A word-for-word copy of the records below is needed, without the images.

Records excerpted from a collection
*** Block opens ***

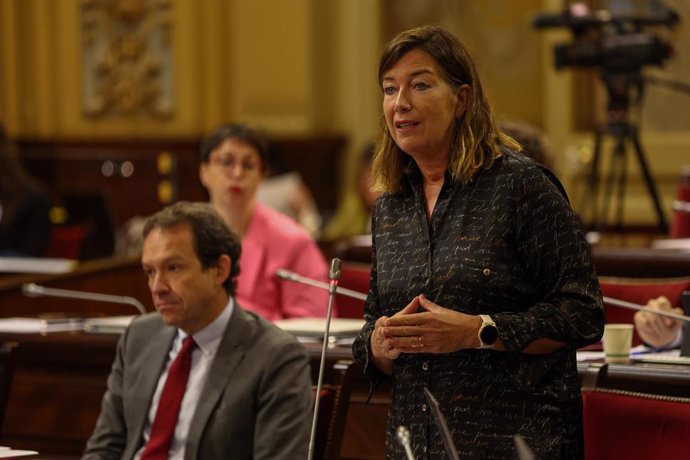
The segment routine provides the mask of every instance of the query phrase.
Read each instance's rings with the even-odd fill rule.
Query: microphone
[[[632,302],[626,302],[625,300],[618,300],[611,297],[604,296],[604,303],[615,305],[616,307],[628,308],[630,310],[646,311],[659,316],[668,316],[669,318],[677,319],[680,321],[685,321],[690,323],[690,316],[680,315],[678,313],[673,313],[672,311],[656,310],[654,308],[645,307],[644,305],[638,305]]]
[[[70,289],[57,289],[39,286],[36,283],[22,284],[22,293],[27,297],[63,297],[66,299],[92,300],[95,302],[110,302],[131,305],[140,314],[146,313],[146,308],[134,297],[99,294],[96,292],[72,291]]]
[[[334,258],[331,260],[331,268],[328,271],[328,313],[326,314],[326,328],[323,331],[323,347],[321,348],[321,363],[319,364],[319,378],[316,383],[316,398],[314,400],[314,418],[311,423],[311,436],[309,437],[309,454],[308,460],[314,458],[314,440],[316,438],[316,422],[319,418],[319,402],[321,400],[321,387],[323,385],[323,369],[326,363],[326,347],[328,346],[328,336],[331,328],[331,314],[333,313],[333,300],[335,299],[335,292],[338,289],[338,281],[340,280],[340,259]]]
[[[515,450],[518,453],[519,460],[534,460],[534,452],[527,445],[527,441],[519,434],[513,435],[513,442],[515,443]]]
[[[333,259],[333,260],[340,260],[340,259]],[[338,278],[340,278],[340,264],[338,265]],[[330,277],[329,273],[329,277]],[[286,280],[286,281],[292,281],[293,283],[299,283],[299,284],[306,284],[307,286],[312,286],[316,287],[319,289],[326,289],[328,291],[331,290],[331,284],[330,283],[324,283],[323,281],[317,281],[313,280],[311,278],[307,278],[301,275],[298,275],[295,272],[291,272],[290,270],[286,270],[284,268],[279,268],[276,270],[276,276],[280,279]],[[342,287],[335,287],[335,293],[344,295],[347,297],[352,297],[353,299],[358,299],[358,300],[367,300],[367,295],[362,294],[361,292],[353,291],[352,289],[346,289]]]
[[[335,258],[331,261],[331,268],[328,270],[328,279],[331,280],[329,283],[329,293],[335,295],[335,290],[338,287],[338,281],[340,280],[340,259]]]
[[[446,455],[450,460],[460,460],[458,451],[455,448],[455,443],[453,442],[453,436],[450,434],[450,429],[448,429],[446,418],[443,416],[443,412],[441,412],[441,406],[438,400],[434,398],[434,395],[427,387],[424,387],[424,396],[426,396],[431,414],[434,416],[436,428],[438,428],[439,433],[441,433],[441,440],[443,440],[443,446],[446,448]]]
[[[396,435],[398,436],[398,441],[400,441],[400,444],[402,444],[403,449],[405,449],[405,456],[407,456],[407,460],[414,460],[412,446],[410,445],[410,430],[408,430],[406,426],[400,425]]]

*** Block closes ***

ANSWER SPACE:
The segment routine provides the mask of every instance of the query phrase.
Read each instance's rings with the even-odd fill rule.
Query: microphone
[[[632,302],[626,302],[625,300],[618,300],[611,297],[604,296],[604,303],[615,305],[616,307],[628,308],[630,310],[646,311],[659,316],[668,316],[669,318],[677,319],[680,321],[685,321],[690,323],[690,316],[680,315],[678,313],[673,313],[672,311],[656,310],[654,308],[645,307],[644,305],[638,305]]]
[[[70,289],[57,289],[39,286],[36,283],[22,284],[22,293],[27,297],[63,297],[66,299],[92,300],[95,302],[110,302],[131,305],[140,314],[146,313],[146,308],[134,297],[99,294],[96,292],[72,291]]]
[[[334,258],[331,260],[331,268],[328,271],[328,313],[326,314],[326,328],[323,331],[323,347],[321,348],[321,363],[319,364],[319,378],[316,383],[316,398],[314,400],[314,418],[311,423],[311,436],[309,437],[309,454],[308,460],[314,458],[314,440],[316,438],[316,422],[319,418],[319,402],[321,400],[321,387],[323,385],[323,369],[326,363],[326,347],[328,346],[328,336],[331,328],[331,314],[333,313],[333,300],[335,299],[335,292],[338,289],[338,281],[340,280],[340,259]]]
[[[515,450],[518,453],[519,460],[534,460],[534,452],[527,445],[527,441],[519,434],[513,435],[513,442],[515,443]]]
[[[333,259],[333,260],[340,260],[340,259]],[[338,278],[340,278],[340,264],[338,265]],[[330,277],[329,273],[329,277]],[[286,280],[286,281],[292,281],[293,283],[299,283],[299,284],[306,284],[307,286],[312,286],[316,287],[319,289],[326,289],[328,291],[331,290],[331,284],[330,283],[324,283],[323,281],[317,281],[313,280],[311,278],[307,278],[301,275],[298,275],[295,272],[291,272],[290,270],[286,270],[284,268],[279,268],[276,270],[276,276],[280,279]],[[342,287],[335,287],[335,293],[344,295],[347,297],[352,297],[353,299],[358,299],[358,300],[367,300],[367,295],[362,294],[361,292],[353,291],[352,289],[346,289]]]
[[[335,258],[331,261],[331,268],[328,270],[328,279],[331,280],[329,283],[329,293],[335,295],[335,290],[338,287],[338,281],[340,280],[340,259]]]
[[[446,455],[450,460],[460,460],[458,451],[455,448],[455,443],[453,442],[453,436],[450,434],[450,429],[448,429],[446,418],[443,416],[443,412],[441,412],[441,406],[438,400],[434,398],[434,395],[427,387],[424,387],[424,396],[426,396],[431,414],[434,416],[436,428],[438,428],[439,433],[441,433],[441,440],[443,440],[443,446],[446,448]]]
[[[396,435],[398,436],[398,441],[400,441],[400,444],[402,444],[403,449],[405,449],[405,456],[407,456],[407,460],[414,460],[412,446],[410,445],[410,430],[408,430],[406,426],[400,425]]]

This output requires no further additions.